***** Entries supplied *****

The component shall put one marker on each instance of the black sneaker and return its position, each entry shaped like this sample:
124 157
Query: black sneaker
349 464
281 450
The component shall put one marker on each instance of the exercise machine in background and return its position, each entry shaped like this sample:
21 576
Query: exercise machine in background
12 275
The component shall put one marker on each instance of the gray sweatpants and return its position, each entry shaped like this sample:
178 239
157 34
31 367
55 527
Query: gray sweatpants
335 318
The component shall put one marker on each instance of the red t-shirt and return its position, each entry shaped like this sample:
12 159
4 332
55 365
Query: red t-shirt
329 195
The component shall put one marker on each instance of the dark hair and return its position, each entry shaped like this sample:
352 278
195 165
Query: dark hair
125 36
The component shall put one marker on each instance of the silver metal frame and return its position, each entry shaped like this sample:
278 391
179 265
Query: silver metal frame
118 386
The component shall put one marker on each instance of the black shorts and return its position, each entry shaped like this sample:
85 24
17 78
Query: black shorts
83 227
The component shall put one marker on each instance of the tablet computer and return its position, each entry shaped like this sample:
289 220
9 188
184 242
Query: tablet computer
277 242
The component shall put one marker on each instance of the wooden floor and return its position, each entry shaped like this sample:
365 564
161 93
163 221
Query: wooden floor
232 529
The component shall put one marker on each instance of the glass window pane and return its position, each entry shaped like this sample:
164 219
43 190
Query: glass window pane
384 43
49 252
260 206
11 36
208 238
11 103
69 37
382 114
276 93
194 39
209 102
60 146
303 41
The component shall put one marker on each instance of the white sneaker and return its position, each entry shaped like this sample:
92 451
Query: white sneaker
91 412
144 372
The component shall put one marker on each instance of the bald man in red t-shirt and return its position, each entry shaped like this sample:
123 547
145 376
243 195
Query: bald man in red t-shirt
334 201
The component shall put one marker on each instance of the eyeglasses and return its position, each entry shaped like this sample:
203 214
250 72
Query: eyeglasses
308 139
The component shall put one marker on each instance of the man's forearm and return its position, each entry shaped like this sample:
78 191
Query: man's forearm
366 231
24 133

*****
***** Entries supplied *****

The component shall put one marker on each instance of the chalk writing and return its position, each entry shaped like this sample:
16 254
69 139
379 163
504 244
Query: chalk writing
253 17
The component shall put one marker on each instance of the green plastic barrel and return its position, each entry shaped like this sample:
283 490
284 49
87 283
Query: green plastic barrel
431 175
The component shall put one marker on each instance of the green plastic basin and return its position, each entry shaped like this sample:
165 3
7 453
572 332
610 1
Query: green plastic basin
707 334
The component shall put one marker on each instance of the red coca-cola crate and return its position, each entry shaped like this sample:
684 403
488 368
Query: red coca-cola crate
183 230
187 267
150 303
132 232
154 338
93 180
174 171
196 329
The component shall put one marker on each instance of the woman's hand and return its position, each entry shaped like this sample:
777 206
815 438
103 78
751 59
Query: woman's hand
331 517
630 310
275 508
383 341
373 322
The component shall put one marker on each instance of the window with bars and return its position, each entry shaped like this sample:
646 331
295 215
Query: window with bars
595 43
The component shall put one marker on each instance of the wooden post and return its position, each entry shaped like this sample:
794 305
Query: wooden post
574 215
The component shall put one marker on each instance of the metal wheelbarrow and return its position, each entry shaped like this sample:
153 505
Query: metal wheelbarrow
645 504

*****

__What the task asks__. Which lines in the items above contain the word "dark", with case counting? Show each of those lines in full.

__Answer to this task__.
The component shall put one marker on each instance of the dark hair and return its position, each entry shaped like this sample:
Query: dark hair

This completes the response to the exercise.